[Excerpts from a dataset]
+ + + +
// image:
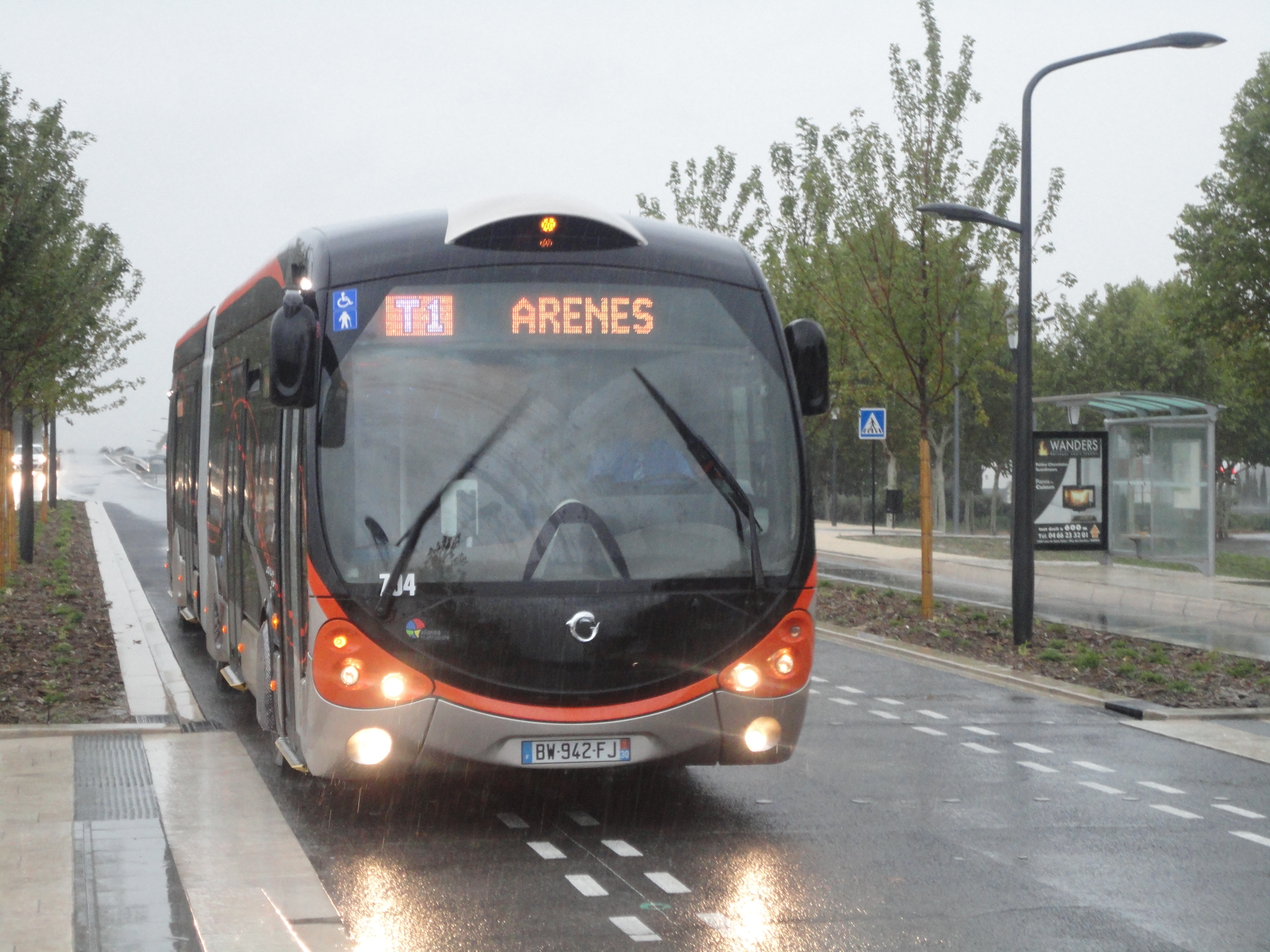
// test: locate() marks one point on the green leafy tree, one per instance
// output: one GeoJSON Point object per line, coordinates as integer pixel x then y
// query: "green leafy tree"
{"type": "Point", "coordinates": [1224, 243]}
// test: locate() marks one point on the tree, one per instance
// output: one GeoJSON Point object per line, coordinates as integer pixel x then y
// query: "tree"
{"type": "Point", "coordinates": [1224, 243]}
{"type": "Point", "coordinates": [64, 284]}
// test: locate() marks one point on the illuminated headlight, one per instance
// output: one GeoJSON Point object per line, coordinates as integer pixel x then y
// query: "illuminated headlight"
{"type": "Point", "coordinates": [762, 734]}
{"type": "Point", "coordinates": [747, 677]}
{"type": "Point", "coordinates": [370, 745]}
{"type": "Point", "coordinates": [393, 686]}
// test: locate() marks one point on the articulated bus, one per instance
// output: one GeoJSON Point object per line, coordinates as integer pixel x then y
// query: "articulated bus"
{"type": "Point", "coordinates": [518, 484]}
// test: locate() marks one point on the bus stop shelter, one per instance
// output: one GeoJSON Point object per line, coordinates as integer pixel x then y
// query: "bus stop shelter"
{"type": "Point", "coordinates": [1162, 474]}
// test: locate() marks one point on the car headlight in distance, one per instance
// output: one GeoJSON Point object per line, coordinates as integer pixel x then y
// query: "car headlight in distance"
{"type": "Point", "coordinates": [762, 734]}
{"type": "Point", "coordinates": [370, 745]}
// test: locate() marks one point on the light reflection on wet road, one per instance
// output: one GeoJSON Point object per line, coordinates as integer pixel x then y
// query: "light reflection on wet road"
{"type": "Point", "coordinates": [876, 835]}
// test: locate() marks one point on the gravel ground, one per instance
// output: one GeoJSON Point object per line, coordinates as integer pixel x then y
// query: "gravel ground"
{"type": "Point", "coordinates": [57, 657]}
{"type": "Point", "coordinates": [1148, 670]}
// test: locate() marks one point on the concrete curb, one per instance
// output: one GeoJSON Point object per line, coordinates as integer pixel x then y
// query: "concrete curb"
{"type": "Point", "coordinates": [1138, 710]}
{"type": "Point", "coordinates": [18, 732]}
{"type": "Point", "coordinates": [153, 680]}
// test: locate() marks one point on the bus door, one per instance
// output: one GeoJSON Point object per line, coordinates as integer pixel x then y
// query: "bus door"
{"type": "Point", "coordinates": [291, 643]}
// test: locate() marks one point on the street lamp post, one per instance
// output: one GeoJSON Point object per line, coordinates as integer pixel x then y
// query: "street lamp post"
{"type": "Point", "coordinates": [1024, 579]}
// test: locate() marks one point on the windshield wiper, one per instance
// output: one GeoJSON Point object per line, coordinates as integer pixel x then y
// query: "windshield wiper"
{"type": "Point", "coordinates": [720, 477]}
{"type": "Point", "coordinates": [412, 535]}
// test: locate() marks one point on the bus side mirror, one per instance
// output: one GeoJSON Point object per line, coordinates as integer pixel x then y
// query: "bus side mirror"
{"type": "Point", "coordinates": [809, 353]}
{"type": "Point", "coordinates": [294, 353]}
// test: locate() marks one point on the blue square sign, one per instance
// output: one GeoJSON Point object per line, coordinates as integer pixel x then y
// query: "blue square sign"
{"type": "Point", "coordinates": [873, 423]}
{"type": "Point", "coordinates": [343, 309]}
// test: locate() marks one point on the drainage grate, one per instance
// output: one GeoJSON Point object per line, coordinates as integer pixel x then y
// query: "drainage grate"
{"type": "Point", "coordinates": [112, 779]}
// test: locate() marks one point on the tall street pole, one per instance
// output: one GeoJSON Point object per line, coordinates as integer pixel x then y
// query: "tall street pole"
{"type": "Point", "coordinates": [1024, 479]}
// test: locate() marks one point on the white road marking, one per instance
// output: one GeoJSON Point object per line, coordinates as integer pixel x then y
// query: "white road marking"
{"type": "Point", "coordinates": [667, 882]}
{"type": "Point", "coordinates": [1239, 811]}
{"type": "Point", "coordinates": [633, 927]}
{"type": "Point", "coordinates": [1034, 766]}
{"type": "Point", "coordinates": [1100, 787]}
{"type": "Point", "coordinates": [1033, 748]}
{"type": "Point", "coordinates": [1091, 766]}
{"type": "Point", "coordinates": [722, 925]}
{"type": "Point", "coordinates": [621, 847]}
{"type": "Point", "coordinates": [586, 885]}
{"type": "Point", "coordinates": [1175, 811]}
{"type": "Point", "coordinates": [1161, 787]}
{"type": "Point", "coordinates": [978, 747]}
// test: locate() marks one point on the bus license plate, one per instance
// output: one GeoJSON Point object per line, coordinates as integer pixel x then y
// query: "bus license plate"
{"type": "Point", "coordinates": [581, 751]}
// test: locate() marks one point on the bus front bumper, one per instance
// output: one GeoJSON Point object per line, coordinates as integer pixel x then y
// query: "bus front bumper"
{"type": "Point", "coordinates": [432, 733]}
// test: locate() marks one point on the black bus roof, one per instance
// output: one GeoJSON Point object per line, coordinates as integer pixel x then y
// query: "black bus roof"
{"type": "Point", "coordinates": [412, 244]}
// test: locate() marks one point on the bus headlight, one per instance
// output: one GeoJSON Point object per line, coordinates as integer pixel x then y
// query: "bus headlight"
{"type": "Point", "coordinates": [370, 745]}
{"type": "Point", "coordinates": [393, 686]}
{"type": "Point", "coordinates": [762, 734]}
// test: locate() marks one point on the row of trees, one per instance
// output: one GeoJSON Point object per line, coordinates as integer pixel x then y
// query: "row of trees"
{"type": "Point", "coordinates": [915, 308]}
{"type": "Point", "coordinates": [65, 285]}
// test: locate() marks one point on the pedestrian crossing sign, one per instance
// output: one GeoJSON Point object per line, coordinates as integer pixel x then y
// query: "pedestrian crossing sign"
{"type": "Point", "coordinates": [873, 423]}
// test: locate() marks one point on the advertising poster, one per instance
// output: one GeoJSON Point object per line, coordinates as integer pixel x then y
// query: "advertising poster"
{"type": "Point", "coordinates": [1070, 505]}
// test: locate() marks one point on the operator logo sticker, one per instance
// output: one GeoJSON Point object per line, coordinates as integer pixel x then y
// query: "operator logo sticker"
{"type": "Point", "coordinates": [343, 309]}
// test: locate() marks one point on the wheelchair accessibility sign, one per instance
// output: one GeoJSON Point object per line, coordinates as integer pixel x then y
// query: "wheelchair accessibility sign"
{"type": "Point", "coordinates": [873, 423]}
{"type": "Point", "coordinates": [343, 309]}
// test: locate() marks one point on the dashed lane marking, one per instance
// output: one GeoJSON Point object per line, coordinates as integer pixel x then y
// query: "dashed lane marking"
{"type": "Point", "coordinates": [1034, 766]}
{"type": "Point", "coordinates": [1161, 787]}
{"type": "Point", "coordinates": [722, 925]}
{"type": "Point", "coordinates": [546, 851]}
{"type": "Point", "coordinates": [1175, 811]}
{"type": "Point", "coordinates": [1253, 837]}
{"type": "Point", "coordinates": [1100, 787]}
{"type": "Point", "coordinates": [620, 847]}
{"type": "Point", "coordinates": [1091, 766]}
{"type": "Point", "coordinates": [1239, 811]}
{"type": "Point", "coordinates": [586, 885]}
{"type": "Point", "coordinates": [667, 882]}
{"type": "Point", "coordinates": [978, 747]}
{"type": "Point", "coordinates": [633, 927]}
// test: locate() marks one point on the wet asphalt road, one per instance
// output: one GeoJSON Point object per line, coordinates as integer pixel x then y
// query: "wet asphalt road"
{"type": "Point", "coordinates": [923, 810]}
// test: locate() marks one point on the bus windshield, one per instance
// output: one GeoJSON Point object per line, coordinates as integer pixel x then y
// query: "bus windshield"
{"type": "Point", "coordinates": [591, 481]}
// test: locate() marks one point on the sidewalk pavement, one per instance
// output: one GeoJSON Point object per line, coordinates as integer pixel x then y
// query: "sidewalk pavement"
{"type": "Point", "coordinates": [95, 819]}
{"type": "Point", "coordinates": [1239, 607]}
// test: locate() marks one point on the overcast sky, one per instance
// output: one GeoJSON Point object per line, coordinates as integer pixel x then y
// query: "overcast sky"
{"type": "Point", "coordinates": [222, 129]}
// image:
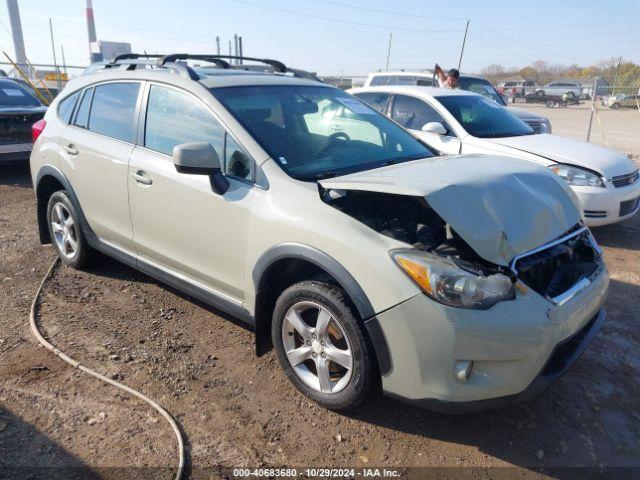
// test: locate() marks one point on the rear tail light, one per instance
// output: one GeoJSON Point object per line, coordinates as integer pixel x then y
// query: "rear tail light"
{"type": "Point", "coordinates": [37, 128]}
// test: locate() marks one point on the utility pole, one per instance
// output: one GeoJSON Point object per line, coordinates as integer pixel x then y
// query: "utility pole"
{"type": "Point", "coordinates": [235, 46]}
{"type": "Point", "coordinates": [16, 32]}
{"type": "Point", "coordinates": [615, 80]}
{"type": "Point", "coordinates": [94, 48]}
{"type": "Point", "coordinates": [55, 62]}
{"type": "Point", "coordinates": [389, 51]}
{"type": "Point", "coordinates": [64, 62]}
{"type": "Point", "coordinates": [464, 41]}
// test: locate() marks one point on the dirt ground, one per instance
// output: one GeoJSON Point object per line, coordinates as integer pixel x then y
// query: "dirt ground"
{"type": "Point", "coordinates": [237, 410]}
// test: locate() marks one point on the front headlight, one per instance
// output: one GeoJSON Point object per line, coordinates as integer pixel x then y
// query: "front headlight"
{"type": "Point", "coordinates": [445, 282]}
{"type": "Point", "coordinates": [577, 177]}
{"type": "Point", "coordinates": [545, 126]}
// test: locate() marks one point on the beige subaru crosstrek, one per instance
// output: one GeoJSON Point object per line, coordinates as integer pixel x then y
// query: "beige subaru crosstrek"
{"type": "Point", "coordinates": [362, 257]}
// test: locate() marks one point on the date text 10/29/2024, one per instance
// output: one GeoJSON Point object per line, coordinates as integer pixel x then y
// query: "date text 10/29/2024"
{"type": "Point", "coordinates": [316, 473]}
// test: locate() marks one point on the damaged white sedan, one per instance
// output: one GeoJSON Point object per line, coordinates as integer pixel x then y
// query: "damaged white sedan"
{"type": "Point", "coordinates": [456, 283]}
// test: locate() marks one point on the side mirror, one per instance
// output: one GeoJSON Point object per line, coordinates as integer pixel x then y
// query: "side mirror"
{"type": "Point", "coordinates": [434, 127]}
{"type": "Point", "coordinates": [200, 158]}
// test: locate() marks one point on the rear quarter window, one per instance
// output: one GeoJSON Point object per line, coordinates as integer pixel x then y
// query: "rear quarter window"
{"type": "Point", "coordinates": [65, 109]}
{"type": "Point", "coordinates": [82, 115]}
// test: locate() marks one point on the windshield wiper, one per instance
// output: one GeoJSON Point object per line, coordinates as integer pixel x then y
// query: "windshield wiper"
{"type": "Point", "coordinates": [392, 161]}
{"type": "Point", "coordinates": [328, 174]}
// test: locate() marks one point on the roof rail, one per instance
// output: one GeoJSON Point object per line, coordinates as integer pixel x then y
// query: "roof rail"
{"type": "Point", "coordinates": [278, 66]}
{"type": "Point", "coordinates": [134, 59]}
{"type": "Point", "coordinates": [134, 56]}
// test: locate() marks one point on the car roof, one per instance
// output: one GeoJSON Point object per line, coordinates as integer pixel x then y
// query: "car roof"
{"type": "Point", "coordinates": [425, 73]}
{"type": "Point", "coordinates": [215, 78]}
{"type": "Point", "coordinates": [415, 90]}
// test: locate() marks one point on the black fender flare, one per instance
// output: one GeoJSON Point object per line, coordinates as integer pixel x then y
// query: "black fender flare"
{"type": "Point", "coordinates": [51, 171]}
{"type": "Point", "coordinates": [344, 279]}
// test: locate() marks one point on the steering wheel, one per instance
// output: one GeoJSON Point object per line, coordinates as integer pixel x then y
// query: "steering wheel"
{"type": "Point", "coordinates": [332, 142]}
{"type": "Point", "coordinates": [334, 136]}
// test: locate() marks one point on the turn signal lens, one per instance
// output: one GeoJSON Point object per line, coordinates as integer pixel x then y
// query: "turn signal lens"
{"type": "Point", "coordinates": [416, 271]}
{"type": "Point", "coordinates": [37, 128]}
{"type": "Point", "coordinates": [444, 281]}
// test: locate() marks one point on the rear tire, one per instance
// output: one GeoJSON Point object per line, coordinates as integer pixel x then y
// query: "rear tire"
{"type": "Point", "coordinates": [66, 232]}
{"type": "Point", "coordinates": [321, 345]}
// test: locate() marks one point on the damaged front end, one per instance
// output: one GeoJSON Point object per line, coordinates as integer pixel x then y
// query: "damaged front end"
{"type": "Point", "coordinates": [561, 268]}
{"type": "Point", "coordinates": [450, 271]}
{"type": "Point", "coordinates": [440, 262]}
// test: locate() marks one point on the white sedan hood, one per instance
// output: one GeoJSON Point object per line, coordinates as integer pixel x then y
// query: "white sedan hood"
{"type": "Point", "coordinates": [574, 152]}
{"type": "Point", "coordinates": [500, 206]}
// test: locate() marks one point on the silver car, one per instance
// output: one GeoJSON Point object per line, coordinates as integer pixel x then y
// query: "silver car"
{"type": "Point", "coordinates": [361, 257]}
+ + + +
◆ **Assigned task**
Starting at the line that contains "road marking, one per instance" and stopping after the line that contains "bus headlight, one per instance", write out every line exactly as it appears above, and no other line.

◆ **Exercise response**
// test: locate() marks one point on the white road marking, one per instance
// output: one GeoJSON Point object per line, coordinates as integer pixel x then y
// query: "white road marking"
{"type": "Point", "coordinates": [667, 882]}
{"type": "Point", "coordinates": [1239, 811]}
{"type": "Point", "coordinates": [633, 927]}
{"type": "Point", "coordinates": [1034, 766]}
{"type": "Point", "coordinates": [1100, 787]}
{"type": "Point", "coordinates": [1033, 748]}
{"type": "Point", "coordinates": [1091, 766]}
{"type": "Point", "coordinates": [722, 925]}
{"type": "Point", "coordinates": [621, 847]}
{"type": "Point", "coordinates": [586, 885]}
{"type": "Point", "coordinates": [1175, 811]}
{"type": "Point", "coordinates": [1161, 787]}
{"type": "Point", "coordinates": [978, 747]}
// test: locate() marks one point on the bus license plate, one per instance
// output: one GeoJSON Point object per line, coordinates as integer pixel x then y
// query: "bus license plate"
{"type": "Point", "coordinates": [581, 751]}
// test: locate() marks one point on the bus front bumper, one per instance
// output: one GeoJSON Point object per line, coordinates as integer pixel x then y
// query: "bus front bumper"
{"type": "Point", "coordinates": [432, 733]}
// test: locate() marks one point on the black bus roof, one per instance
// output: one GeoJSON Point object per line, coordinates as integer pixel x then y
// query: "black bus roof"
{"type": "Point", "coordinates": [412, 244]}
// test: locate() marks one point on the bus headlight, one per instance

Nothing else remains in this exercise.